Dataset items
---

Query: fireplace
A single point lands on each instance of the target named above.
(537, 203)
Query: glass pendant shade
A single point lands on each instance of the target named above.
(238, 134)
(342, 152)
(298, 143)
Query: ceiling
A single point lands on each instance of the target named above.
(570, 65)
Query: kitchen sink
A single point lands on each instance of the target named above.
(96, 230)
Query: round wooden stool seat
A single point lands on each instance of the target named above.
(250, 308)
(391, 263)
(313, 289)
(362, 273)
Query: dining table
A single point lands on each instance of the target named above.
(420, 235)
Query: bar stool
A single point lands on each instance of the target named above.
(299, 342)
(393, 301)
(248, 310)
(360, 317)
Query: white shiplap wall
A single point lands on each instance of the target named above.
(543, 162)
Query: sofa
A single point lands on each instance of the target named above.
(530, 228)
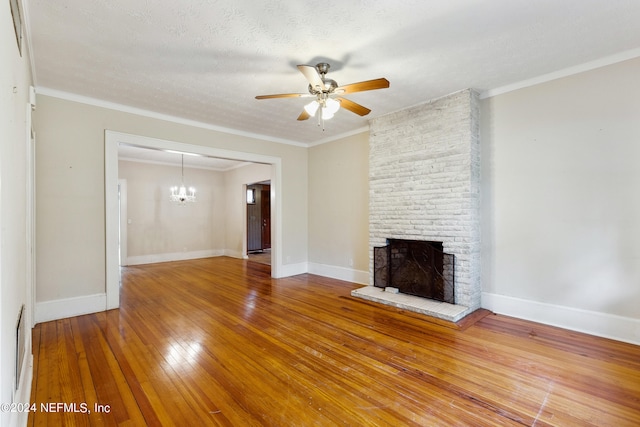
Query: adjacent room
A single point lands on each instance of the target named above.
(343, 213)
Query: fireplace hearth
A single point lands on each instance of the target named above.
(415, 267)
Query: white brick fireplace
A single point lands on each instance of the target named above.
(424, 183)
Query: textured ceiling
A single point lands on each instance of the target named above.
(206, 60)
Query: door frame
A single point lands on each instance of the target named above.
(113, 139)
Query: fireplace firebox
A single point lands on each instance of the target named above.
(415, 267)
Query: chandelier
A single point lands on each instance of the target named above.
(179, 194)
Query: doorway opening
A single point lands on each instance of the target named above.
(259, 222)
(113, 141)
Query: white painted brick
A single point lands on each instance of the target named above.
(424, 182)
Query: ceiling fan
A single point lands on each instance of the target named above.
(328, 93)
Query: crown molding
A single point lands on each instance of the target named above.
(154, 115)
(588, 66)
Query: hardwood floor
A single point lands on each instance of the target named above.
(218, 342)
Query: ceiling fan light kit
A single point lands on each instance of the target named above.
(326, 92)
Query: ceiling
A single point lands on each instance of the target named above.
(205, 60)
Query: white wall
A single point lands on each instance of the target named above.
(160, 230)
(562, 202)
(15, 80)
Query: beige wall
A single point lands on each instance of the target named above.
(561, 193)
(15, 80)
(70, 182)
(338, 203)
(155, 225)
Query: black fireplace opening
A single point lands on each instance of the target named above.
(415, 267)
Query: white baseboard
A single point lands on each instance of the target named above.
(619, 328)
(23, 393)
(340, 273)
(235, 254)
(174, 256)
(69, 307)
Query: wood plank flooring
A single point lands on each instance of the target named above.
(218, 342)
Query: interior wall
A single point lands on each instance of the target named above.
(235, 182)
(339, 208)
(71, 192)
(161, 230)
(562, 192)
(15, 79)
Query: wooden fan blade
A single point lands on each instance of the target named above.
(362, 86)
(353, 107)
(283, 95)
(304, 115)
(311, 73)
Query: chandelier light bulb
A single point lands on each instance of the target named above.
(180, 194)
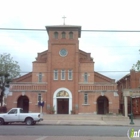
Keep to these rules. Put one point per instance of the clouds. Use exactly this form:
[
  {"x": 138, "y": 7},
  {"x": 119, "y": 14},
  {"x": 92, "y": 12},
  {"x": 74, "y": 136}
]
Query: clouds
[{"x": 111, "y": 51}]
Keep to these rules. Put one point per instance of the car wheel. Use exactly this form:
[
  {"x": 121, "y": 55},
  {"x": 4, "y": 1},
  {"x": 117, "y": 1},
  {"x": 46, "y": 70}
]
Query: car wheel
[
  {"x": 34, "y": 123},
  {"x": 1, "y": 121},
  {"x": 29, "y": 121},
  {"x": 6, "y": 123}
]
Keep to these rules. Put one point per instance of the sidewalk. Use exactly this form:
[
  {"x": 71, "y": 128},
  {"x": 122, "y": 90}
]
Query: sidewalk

---

• **DIRECTIONS FOR THIS TASK**
Please transcribe the records exactly from their first line through the line holding "Query: round wooden stool seat", and leave out all others.

• **TASK OUTPUT**
Query: fireplace
A single point lands on each instance of the target named above.
(537, 203)
Query: glass pendant shade
A single point lands on each instance of the target named above.
(238, 134)
(342, 152)
(298, 143)
Query: ceiling
A single point lands on each instance of the target named above.
(570, 65)
Query: kitchen sink
A single point lands on each instance of the target named above.
(96, 230)
Query: round wooden stool seat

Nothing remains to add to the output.